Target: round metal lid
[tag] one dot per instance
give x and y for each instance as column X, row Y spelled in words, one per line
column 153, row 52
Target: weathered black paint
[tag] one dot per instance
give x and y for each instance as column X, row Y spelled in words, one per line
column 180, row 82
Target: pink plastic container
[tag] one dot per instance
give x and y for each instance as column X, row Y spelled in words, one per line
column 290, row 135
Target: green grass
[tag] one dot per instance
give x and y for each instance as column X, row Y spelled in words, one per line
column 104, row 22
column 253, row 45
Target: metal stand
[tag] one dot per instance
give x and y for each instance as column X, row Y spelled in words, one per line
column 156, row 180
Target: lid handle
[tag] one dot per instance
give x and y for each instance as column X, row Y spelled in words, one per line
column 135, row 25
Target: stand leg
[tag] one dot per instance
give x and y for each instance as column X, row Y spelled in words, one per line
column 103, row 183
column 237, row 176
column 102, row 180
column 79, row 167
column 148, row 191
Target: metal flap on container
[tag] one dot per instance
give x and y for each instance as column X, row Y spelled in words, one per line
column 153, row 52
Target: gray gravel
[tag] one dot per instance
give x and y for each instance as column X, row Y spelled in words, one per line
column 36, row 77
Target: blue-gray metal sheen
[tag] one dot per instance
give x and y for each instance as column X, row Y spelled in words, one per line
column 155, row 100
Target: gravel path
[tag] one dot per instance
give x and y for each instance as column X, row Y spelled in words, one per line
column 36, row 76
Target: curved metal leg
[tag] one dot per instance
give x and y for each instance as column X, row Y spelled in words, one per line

━━━━

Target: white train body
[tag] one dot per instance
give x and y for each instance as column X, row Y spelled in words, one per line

━━━━

(PROBLEM REQUIREMENTS)
Can you write out again only the rows starting with the line that contains "Target: round metal lid" and going on through the line that contains "column 156, row 180", with "pink plastic container" swapped for "pink plastic bin" and everything else left the same?

(EXPECTED ANSWER)
Target: round metal lid
[tag] one dot per instance
give x and y for each instance as column X, row Y spelled in words, one per line
column 153, row 52
Target: weathered black paint
[tag] one dot per instance
give x and y for each instance as column X, row Y spelled in words, one per line
column 180, row 82
Target: pink plastic bin
[tag] one dot per instance
give x and y for each instance as column X, row Y spelled in words, one per line
column 290, row 135
Target: green grass
[tag] one dot per instance
give x and y for each instance as column X, row Y spelled in words, one per line
column 104, row 22
column 253, row 45
Target: metal stand
[tag] one dot per instance
give x and y for each instance as column X, row Y spelled in words, one per line
column 156, row 180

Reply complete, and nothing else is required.